═══ 提取材料

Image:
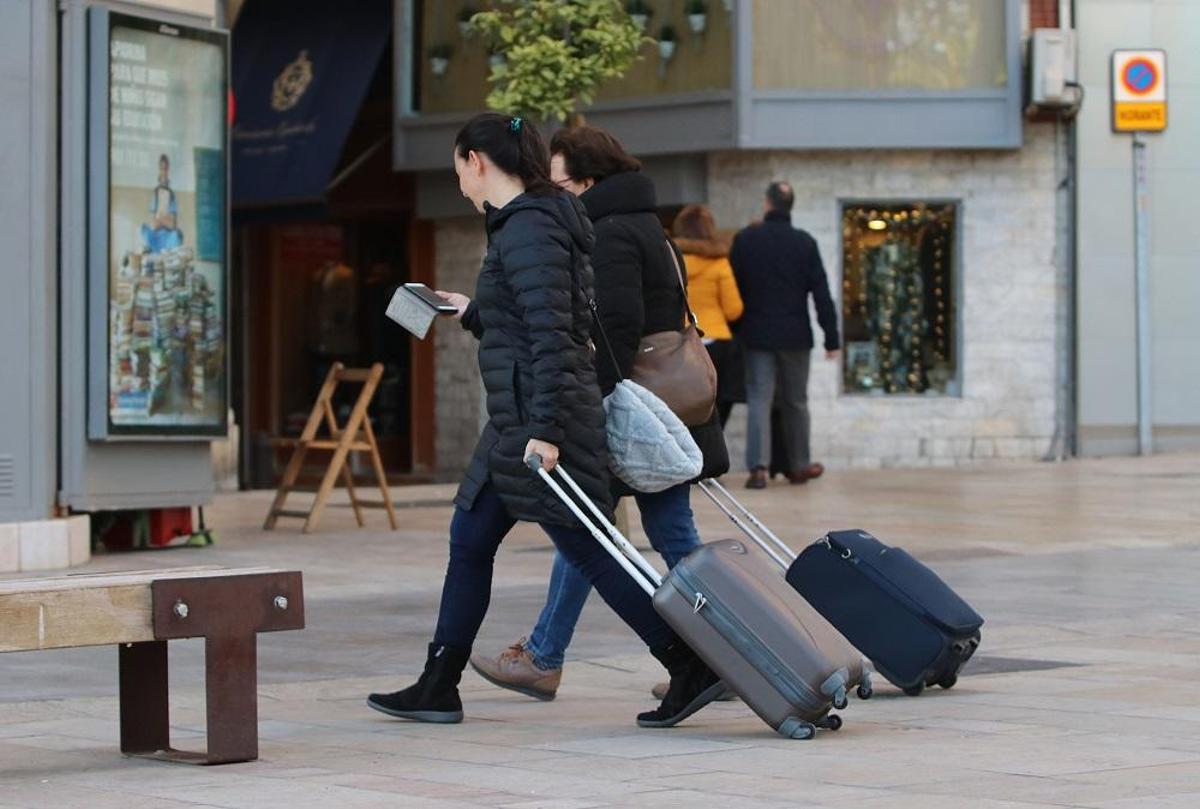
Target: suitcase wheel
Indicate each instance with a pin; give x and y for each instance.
(839, 699)
(797, 729)
(831, 721)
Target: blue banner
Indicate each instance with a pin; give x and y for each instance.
(300, 71)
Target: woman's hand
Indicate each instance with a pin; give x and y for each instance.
(457, 300)
(547, 451)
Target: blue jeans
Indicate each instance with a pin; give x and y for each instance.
(669, 523)
(474, 538)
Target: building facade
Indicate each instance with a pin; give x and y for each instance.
(981, 251)
(915, 125)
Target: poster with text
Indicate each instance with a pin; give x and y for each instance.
(167, 229)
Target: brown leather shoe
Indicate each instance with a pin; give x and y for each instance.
(515, 670)
(811, 472)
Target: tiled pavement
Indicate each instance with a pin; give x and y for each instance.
(1085, 693)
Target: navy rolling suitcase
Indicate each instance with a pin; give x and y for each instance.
(915, 629)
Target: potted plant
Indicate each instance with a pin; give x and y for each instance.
(465, 21)
(640, 12)
(439, 59)
(667, 42)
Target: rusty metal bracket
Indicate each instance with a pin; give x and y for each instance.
(228, 612)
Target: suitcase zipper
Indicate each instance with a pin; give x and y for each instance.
(793, 689)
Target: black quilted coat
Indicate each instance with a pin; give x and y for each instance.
(637, 291)
(532, 318)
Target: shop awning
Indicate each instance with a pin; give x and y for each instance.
(300, 72)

══════

将全部条目中的“Target”替换为“Object”，其余内容保持不变，并重新给出这些行。输出中不要包含图片。

Image:
Object: suitcase wheel
Indicate each instance with a pin; give x and y for each instance.
(839, 699)
(797, 729)
(831, 721)
Object: blue banner
Indicate each instance with a pin; give x and y for each instance.
(300, 71)
Object: woman's hand
Indicate each instance with a pin; give x and y for each instance.
(457, 300)
(547, 451)
Object: blue jeans
Indicate each instance with a pin; give x and y for each instance.
(669, 523)
(474, 538)
Object: building facade
Indicate each instance with a pin; give x and y for each instance.
(981, 251)
(915, 125)
Object: poster with text
Indicate each instance with a pin; give x and y for each instance.
(167, 229)
Object: brown leather shoe
Indicate each instance with a pin; give x and y for each instance.
(515, 670)
(811, 472)
Object: tiled pavement
Indicate each instance with a pin; give x and y for each instance.
(1085, 693)
Object: navy rolling suitcase
Indicate each instance with a pin; give x and y for each instance.
(915, 629)
Object: potted plant
Indicate each instance with a pin; give x and y for each instance.
(465, 21)
(640, 12)
(439, 59)
(667, 42)
Object: rusty metal bracket
Indicate each instance with a pin; give x and y for each instance.
(228, 612)
Object: suitcase zipper
Indicate each instance with a pin; give x and y for each instance.
(793, 689)
Object: black quilted coat
Indicate each instance with a pin; give x and y for each instance.
(637, 291)
(532, 318)
Object: shop awning
Indicate each instance with a pin; give x and y for each instance.
(300, 72)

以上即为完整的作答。